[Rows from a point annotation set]
## Begin
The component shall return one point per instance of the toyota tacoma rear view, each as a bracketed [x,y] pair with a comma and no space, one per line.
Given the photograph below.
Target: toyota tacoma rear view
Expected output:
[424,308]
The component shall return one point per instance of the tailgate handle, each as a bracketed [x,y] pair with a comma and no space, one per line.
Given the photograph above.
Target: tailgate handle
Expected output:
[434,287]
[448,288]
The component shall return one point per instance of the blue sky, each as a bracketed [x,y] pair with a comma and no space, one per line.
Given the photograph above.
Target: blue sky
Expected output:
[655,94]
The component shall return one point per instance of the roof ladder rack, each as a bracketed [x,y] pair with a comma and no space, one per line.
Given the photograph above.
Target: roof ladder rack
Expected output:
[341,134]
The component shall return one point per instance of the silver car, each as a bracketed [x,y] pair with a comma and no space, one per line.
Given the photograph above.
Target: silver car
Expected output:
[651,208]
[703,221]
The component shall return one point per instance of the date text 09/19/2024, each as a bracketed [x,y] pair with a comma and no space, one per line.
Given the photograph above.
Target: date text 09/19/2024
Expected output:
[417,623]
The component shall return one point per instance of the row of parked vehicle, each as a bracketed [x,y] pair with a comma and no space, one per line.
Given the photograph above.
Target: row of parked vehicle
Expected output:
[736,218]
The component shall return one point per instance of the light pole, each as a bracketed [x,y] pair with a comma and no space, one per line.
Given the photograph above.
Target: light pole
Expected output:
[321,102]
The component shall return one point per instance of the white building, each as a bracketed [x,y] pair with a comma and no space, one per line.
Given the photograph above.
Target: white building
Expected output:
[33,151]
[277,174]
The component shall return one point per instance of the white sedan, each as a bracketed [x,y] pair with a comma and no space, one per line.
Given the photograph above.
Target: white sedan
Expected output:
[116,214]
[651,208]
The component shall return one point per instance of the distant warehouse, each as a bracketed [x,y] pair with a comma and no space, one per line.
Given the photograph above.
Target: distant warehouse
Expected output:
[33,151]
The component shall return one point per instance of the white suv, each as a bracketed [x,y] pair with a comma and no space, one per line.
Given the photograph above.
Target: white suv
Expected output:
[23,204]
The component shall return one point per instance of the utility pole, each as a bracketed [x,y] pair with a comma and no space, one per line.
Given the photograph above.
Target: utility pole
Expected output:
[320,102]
## End
TASK OBJECTIVE: Return, without any change, the rows starting with the line that contains "white building, each" and going on through the last line of the rows.

THE REPLY:
The component shall return one point per instance of the white building, each as a bracketed [x,y] pair with a comma and no space, one per line.
Given the photograph above.
Target: white building
Expected output:
[33,151]
[277,174]
The component shall return one point per instance of the white sedan, each as a bracketed [x,y] pair with a comma and no space, one per line.
Given the photograph above.
Target: white sedan
Expected output:
[116,214]
[651,208]
The component shall return one point per instance of the distant warehouse, each as a bracketed [x,y] pair with a comma and no space, one per line.
Given the photograph above.
Target: distant warehouse
Expected output:
[33,151]
The component shall return one point per instance of the white suv, each as a bracketed [x,y] pair with a comma and no space, one per line.
Given the photograph above.
Target: white suv
Expected output:
[23,204]
The component shall return one point per instance of the utility pole, each as a bracketed [x,y] pair with a comma and no space, one per line.
Given the photograph above.
Target: utility pole
Expected output:
[320,102]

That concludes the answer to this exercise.